Page text:
______________________________

Oreos Are As Addictive As Cocaine For Rats

By Joelle Renstrom | Published

OreosDear Mom and Dad:

Throughout much of my childhood, I complained about you never buying or stocking the pantry with sugary foods. No Count Chocula, no Twinkies, no Oreos. Not even potato chips or Doritos. At the time, I thought you were exercising parental tyranny. Now…ahem, this is hard for me. Now, I have to say this: thank you.

Oreos are freakin’ delicious. Am I wrong? Whether you’re a weird-white-stuff-in-the-middle type of person or a chocolate cookie type (for the record, I’m the latter), they do make a perfect combination, and the commercials are spot-on when they suggest that Oreos are even more transcendent when dunked in milk. But here’s the thing — they’re addictive. And not just in the “once you pop, you can’t stop” way. I mean in an actual, neurological drug-like way.

You’ve undoubtedly heard and read about the potential dangers of foods high in fat, sugar, high fructose corn syrup, etc. Everyone from conscientious parents to New York City residents to the FDA has been inundated with information about how dangerous our obsession with bad food is, and Joseph Schroeder, a Connecticut College psychology professor and director of the behavioral neuroscience program, along with some of his students, decided to see just how addictive sugary foods are.

They started at a pretty logical place for studying addiction: drugs. They wanted to compare the pleasure associations between cocaine or morphine and Oreos in their subjects — in this case, rats. They set up two-sided maze — on one side, hungry rats could obtain Oreos, and on the other, the rats could obtain rice cakes. They compared the amount of time the rats spent on the Oreo side to the time they spent on the rice cake side. You can guess how this turned out — even rats think rice cakes are nasty.

They set up a similar two-sided maze in which rats were injected with cocaine or morphine on one side and injected with saline on the other. You can also guess how this turned out. Then they compared the amount of time the rats spent on the Oreo side of the maze to the amount of time they spent on the cocaine/morphine side of the maze — it was the same.

______________________________

Dataset excerpt:
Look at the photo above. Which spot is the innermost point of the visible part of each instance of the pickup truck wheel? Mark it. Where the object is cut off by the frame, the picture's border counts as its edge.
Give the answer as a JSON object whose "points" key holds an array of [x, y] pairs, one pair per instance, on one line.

______________________________

Work task 1: According to the Oreo addiction article, what food could the hungry rats obtain on the side of the maze opposite the Oreos?
Work task 2: Restate as a short bulleted list the paragraph of the Oreo addiction article that opens "They set up a similar two-sided maze", keeping its main facts.
Work task 3: Copy from the Oreo addiction article the passage starting at the words "Oreos are freakin’" and stopping after "neurological drug-like way.".

Result 1: Rice cakes.

Result 2:
- A second two-sided maze was set up.
- Rats were injected with cocaine or morphine on one side and with saline on the other.
- The time rats spent on the Oreo side of the maze was compared with the time they spent on the cocaine/morphine side.
- The two amounts of time were the same.

Result 3:
Oreos are freakin’ delicious. Am I wrong? Whether you’re a weird-white-stuff-in-the-middle type of person or a chocolate cookie type (for the record, I’m the latter), they do make a perfect combination, and the commercials are spot-on when they suggest that Oreos are even more transcendent when dunked in milk. But here’s the thing — they’re addictive. And not just in the “once you pop, you can’t stop” way. I mean in an actual, neurological drug-like way.